--- BEGIN DATA LINES ---
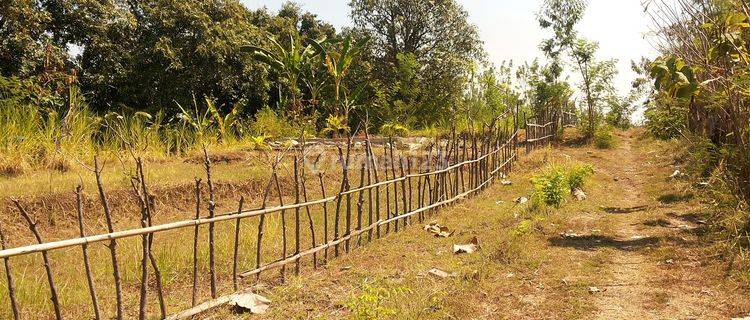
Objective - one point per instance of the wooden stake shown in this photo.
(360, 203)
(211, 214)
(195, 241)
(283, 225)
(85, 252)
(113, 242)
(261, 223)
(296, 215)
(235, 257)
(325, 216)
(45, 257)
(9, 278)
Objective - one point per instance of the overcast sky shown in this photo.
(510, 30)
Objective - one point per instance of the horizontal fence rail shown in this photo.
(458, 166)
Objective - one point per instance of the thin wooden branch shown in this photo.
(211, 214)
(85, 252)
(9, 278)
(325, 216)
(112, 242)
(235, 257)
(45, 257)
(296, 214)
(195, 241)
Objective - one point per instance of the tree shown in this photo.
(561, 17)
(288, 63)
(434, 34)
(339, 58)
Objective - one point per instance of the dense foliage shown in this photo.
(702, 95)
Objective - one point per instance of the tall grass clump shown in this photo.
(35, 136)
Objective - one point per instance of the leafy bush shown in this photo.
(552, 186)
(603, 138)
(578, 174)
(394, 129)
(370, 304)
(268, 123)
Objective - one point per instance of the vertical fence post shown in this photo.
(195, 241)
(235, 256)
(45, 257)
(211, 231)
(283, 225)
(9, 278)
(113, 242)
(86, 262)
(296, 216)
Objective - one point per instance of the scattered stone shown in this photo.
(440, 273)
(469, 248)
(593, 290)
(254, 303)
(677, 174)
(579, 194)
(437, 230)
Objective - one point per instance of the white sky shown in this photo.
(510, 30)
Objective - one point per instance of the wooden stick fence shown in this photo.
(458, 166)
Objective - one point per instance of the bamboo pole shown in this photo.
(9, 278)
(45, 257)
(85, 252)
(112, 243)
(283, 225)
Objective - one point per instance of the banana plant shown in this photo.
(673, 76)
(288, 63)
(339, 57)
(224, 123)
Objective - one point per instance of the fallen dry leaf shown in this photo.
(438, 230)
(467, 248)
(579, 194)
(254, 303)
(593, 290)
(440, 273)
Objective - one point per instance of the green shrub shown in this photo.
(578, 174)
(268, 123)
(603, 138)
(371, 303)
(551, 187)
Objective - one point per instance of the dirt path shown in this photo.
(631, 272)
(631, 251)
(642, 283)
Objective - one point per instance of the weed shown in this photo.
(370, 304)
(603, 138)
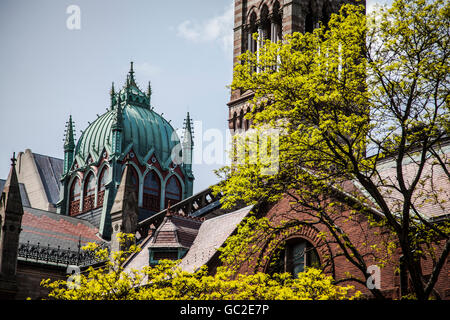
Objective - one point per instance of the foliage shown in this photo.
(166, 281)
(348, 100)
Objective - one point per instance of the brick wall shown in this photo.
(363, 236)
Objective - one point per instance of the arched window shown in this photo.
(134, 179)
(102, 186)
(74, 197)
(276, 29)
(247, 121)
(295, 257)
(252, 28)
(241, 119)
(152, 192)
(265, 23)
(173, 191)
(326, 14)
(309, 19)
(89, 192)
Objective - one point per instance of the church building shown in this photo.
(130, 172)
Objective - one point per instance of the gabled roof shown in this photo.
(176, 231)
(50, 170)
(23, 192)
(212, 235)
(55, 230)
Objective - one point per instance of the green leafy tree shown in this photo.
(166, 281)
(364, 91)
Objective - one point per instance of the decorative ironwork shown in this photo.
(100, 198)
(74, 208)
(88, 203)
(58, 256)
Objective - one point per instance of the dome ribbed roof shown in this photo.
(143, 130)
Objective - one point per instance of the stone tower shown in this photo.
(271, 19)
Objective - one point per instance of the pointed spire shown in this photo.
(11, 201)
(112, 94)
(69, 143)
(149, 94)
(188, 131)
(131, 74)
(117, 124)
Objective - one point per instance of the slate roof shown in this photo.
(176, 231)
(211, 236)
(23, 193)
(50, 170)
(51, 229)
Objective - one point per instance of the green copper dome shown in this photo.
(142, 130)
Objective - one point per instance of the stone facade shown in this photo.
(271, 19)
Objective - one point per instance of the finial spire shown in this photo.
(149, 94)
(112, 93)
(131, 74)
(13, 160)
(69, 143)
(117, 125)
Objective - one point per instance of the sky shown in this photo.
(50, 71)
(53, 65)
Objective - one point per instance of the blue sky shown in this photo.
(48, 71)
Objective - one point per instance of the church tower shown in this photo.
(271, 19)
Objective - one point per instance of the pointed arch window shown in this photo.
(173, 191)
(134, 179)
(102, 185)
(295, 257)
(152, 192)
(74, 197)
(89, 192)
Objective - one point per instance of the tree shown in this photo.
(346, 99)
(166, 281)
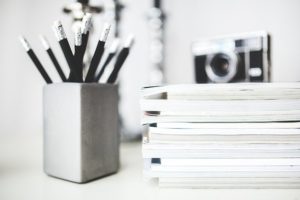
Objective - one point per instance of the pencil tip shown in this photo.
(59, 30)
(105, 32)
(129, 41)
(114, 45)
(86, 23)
--- END DATA LINES ---
- AIM -
Return the entries unchanged, save for the pictures, which do not belong in the copy.

- RESPONSE BELOW -
Objective - one point per instance of the wooden stake shown in this photo.
(360, 203)
(211, 214)
(195, 241)
(283, 225)
(85, 252)
(113, 242)
(261, 223)
(296, 215)
(235, 257)
(325, 216)
(45, 257)
(9, 278)
Objective - one point per instance of the overcast sky shown in this photo.
(510, 30)
Objective - one point per instance of the horizontal fence rail shown in this photo.
(458, 166)
Objective - one point per instance of the thin wooden branch shown in this photo.
(211, 214)
(85, 252)
(9, 278)
(325, 216)
(112, 242)
(235, 257)
(45, 257)
(296, 214)
(195, 241)
Objective - one point per instance of the tree shown in this photo.
(561, 17)
(288, 63)
(434, 34)
(339, 58)
Objective - one point per instance of the dense foliage shown in this photo.
(702, 95)
Objective - one point per instance of the tall grass clump shown in this photo.
(35, 136)
Objective - one point per instance of the leafy bush shown in this photo.
(552, 186)
(603, 138)
(578, 174)
(394, 129)
(370, 304)
(268, 123)
Objective - one point per instance of the vertical fence post shown in this photo.
(195, 241)
(235, 256)
(45, 257)
(211, 231)
(283, 225)
(9, 278)
(113, 242)
(86, 262)
(296, 216)
Objective - one point per instance of the scattered stone shown in this photo.
(440, 273)
(469, 248)
(593, 290)
(254, 303)
(677, 174)
(579, 194)
(437, 230)
Objective - one point per instance of the white sky shown in this photo.
(510, 30)
Objective - one point per instance of the wooden stick fence shown in this photo.
(458, 166)
Objective - one point per instance of the bamboo pole shown in this photo.
(9, 278)
(45, 257)
(85, 252)
(112, 243)
(283, 225)
Objective - one point per instance of the banana plant shown in this photo.
(673, 76)
(288, 63)
(339, 57)
(224, 123)
Objective - one point per instance of the fallen dry leaf shown in this photo.
(438, 230)
(467, 248)
(579, 194)
(254, 303)
(593, 290)
(440, 273)
Objective - one point per instance of the green shrub shown in this photo.
(578, 174)
(268, 123)
(603, 138)
(371, 303)
(551, 187)
Objective - one point per instance of the dirt path shown in this photo.
(631, 272)
(631, 251)
(642, 283)
Objective - one point per instance of the weed shown in this photo.
(370, 304)
(603, 138)
Objective - one point per instance of the foliage shown in this photo.
(166, 281)
(348, 100)
Objective - one point per instance of the brick wall shown in this photo.
(363, 236)
Objective - one point per instance of the arched window shown in this photo.
(134, 179)
(102, 186)
(74, 197)
(276, 29)
(247, 121)
(295, 257)
(252, 28)
(241, 119)
(152, 192)
(265, 23)
(173, 191)
(326, 14)
(309, 19)
(89, 192)
Objective - one point per instance of the church building shown in this photo.
(130, 172)
Objective - one point per instance of the gabled roof shown in this photo.
(176, 231)
(50, 170)
(23, 192)
(212, 235)
(55, 230)
Objective - one point per instance of the green leafy tree shown in this photo.
(166, 281)
(364, 91)
Objective - one point per instance of the decorative ironwork shown in this photo.
(100, 198)
(74, 208)
(88, 203)
(58, 256)
Objective - one point per instance of the dome ribbed roof shown in this photo.
(143, 130)
Objective - one point per instance of the stone tower shown in this photo.
(271, 19)
Objective - one point per instance of the pointed spire shown in this photo.
(11, 201)
(112, 94)
(69, 143)
(149, 94)
(188, 131)
(131, 74)
(117, 124)
Objective - one point per instance of the slate roof shown in this photo.
(176, 231)
(211, 236)
(23, 193)
(50, 170)
(51, 229)
Objective - one point per instance of the green copper dome shown in this photo.
(142, 130)
Objective - one point per instance of the stone facade shown in this photo.
(271, 19)
Objective - one point per instance of the finial spire shown in this photo.
(149, 94)
(112, 93)
(131, 74)
(13, 160)
(69, 143)
(117, 125)
Objective - one point per instance of the sky shown in this photo.
(50, 71)
(53, 65)
Objective - one point per instance of the blue sky shown in this photo.
(48, 71)
Objective - one point per instance of the church tower shown in this photo.
(271, 19)
Objective - one point per instance of the pointed arch window shown in this photo.
(173, 191)
(134, 179)
(102, 185)
(295, 257)
(152, 192)
(74, 197)
(89, 192)
Objective - one point per instance of the tree shown in this photo.
(346, 99)
(166, 281)
Objective - one point per instance of the pencil tip shown in this photo.
(59, 30)
(105, 32)
(129, 41)
(114, 45)
(86, 23)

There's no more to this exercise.